→ EXERCISE TASKS
**A.** In the forum thread on Cruze pistons, in what month and year was FatKidsCruze's Cruze manufactured?
**B.** Continue the forum thread on Cruze pistons from its last post.

→ EXCERPT
§

Hopefully not many have this problem and GM was able to correct it with the newer 2012 into 2013 models. This sound like very poor quality control on GMs part. Its like the sparkplug issue just screw them in and never check the fittings/gaps.


----------



## blk88verde (Apr 30, 2011)

Sorry to hear about your Cruze. What octane fuel are you using?


----------



## titan2782 (Nov 4, 2011)

Wonder if this has something to do with the issue Vince posted about (the one requiring a catch can). Why the heck would your rings go out? You running N20?! I wouldn't be ok with "oh, it needs some new parts". Obviously it needs new parts! What happened to the old ones is the question and what are you going to do to prevent it from happening again?


----------



## XtremeRevolution (Jan 19, 2012)

titan2782 said:


> Wonder if this has something to do with the issue Vince posted about (the one requiring a catch can). Why the heck would your rings go out? You running N20?! I wouldn't be ok with "oh, it needs some new parts". Obviously it needs new parts! What happened to the old ones is the question and what are you going to do to prevent it from happening again?


I'm fairly certain this was part of a limited batch of Cruzes that had defective pistons. It's not the first time we've seen it, but it is very uncommon. If they replace the pistons, they'll naturally replace the piston rings as well.


----------



## titan2782 (Nov 4, 2011)

XtremeRevolution said:


> I'm fairly certain this was part of a limited batch of Cruzes that had defective pistons. It's not the first time we've seen it, but it is very uncommon. If they replace the pistons, they'll naturally replace the piston rings as well.


Right, but I assumed the rings went out first causing the piston to go.


----------



## Sunline Fan (Jul 29, 2012)

XtremeRevolution said:


> I'm fairly certain this was part of a limited batch of Cruzes that had defective pistons. It's not the first time we've seen it, but it is very uncommon. If they replace the pistons, they'll naturally replace the piston rings as well.


Any idea on an affected build date range? Based on his join-date, I'm going to guess mine is in the clear, but it would still be interesting to know.


----------



## Jim Frye (Mar 16, 2011)

XtremeRevolution said:


> I'm fairly certain this was part of a limited batch of Cruzes that had defective pistons. It's not the first time we've seen it, but it is very uncommon. If they replace the pistons, they'll naturally replace the piston rings as well.


Could this problem be associated with early build US engines?


----------



## FatKidsCruze (Sep 2, 2011)

I haven't had a chance to speak with the tech to find out details I've been working the past two days. From what I remember there was a limited batch affect by a defect in the piston ringland which caused premature failure in those affected. I don't know if there was actually a recall or not. My Cruze was manufactured June of 2011 and purchased in September of 2011. 

I intend on asking more specifics, because as mentioned if they replace pistons and rings and something else is bad or the root of the problem in another 20k am I going back in for another set of pistons?! Fuel has been 93 since my first fill up using top tier gas stations only.

§

→ PROVIDED RECORDS
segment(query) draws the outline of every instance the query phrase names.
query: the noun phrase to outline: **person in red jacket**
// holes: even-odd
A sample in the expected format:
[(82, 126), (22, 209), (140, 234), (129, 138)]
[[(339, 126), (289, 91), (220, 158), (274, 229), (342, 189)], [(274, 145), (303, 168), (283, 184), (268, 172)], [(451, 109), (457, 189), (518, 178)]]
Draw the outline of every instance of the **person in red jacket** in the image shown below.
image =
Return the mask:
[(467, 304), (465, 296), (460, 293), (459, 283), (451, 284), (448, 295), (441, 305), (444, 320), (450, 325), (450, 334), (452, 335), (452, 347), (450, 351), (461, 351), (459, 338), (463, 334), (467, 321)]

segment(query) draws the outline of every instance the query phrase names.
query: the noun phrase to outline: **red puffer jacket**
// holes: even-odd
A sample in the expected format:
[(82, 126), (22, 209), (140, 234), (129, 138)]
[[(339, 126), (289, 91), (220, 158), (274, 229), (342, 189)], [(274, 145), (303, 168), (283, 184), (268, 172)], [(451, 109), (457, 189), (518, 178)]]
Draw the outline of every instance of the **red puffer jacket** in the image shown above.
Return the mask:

§

→ RESPONSES TO THE EXERCISE
**A.** June of 2011

**B.**
----------



## Farmerboy (Sep 2, 2012)

Sunline Fan said:


> Any idea on an affected build date range? Based on his join-date, I'm going to guess mine is in the clear, but it would still be interesting to know.


Wondering the same thing... I've got a Aug 2011 build date with 26k+ mi and no problems so far, cross my fingers...


----------



## blk88verde (Apr 30, 2011)

My ECO is a May 2011 build with the Austrian Built engine. 13,600 miles, at least 12,000 tuned miles seeing as much as 24 psi, no issues yet.


----------



## Chevyderek72 (May 16, 2011)

Wow man that really sucks. Hopefully they take care of you and not have issues down the road. I've got 32k on my 2011 eco and no problems so far.

Sent from my Transformer TF101 using AutoGuide App


----------



## sciphi (Aug 26, 2011)

At least GM and your local dealer are fixing it on their dime.


----------



## Chevy Customer Care (Oct 29, 2011)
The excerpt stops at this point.